> _Problem to solve_:
Write out every record below exactly as it appears.

BEGIN The data

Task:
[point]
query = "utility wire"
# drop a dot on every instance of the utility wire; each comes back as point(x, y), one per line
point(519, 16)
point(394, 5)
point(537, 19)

END The data

> _Reply to the task_:
Task:
[point]
query = "utility wire"
# drop a dot on every instance of the utility wire; each comes back as point(x, y), one per line
point(519, 16)
point(394, 5)
point(537, 19)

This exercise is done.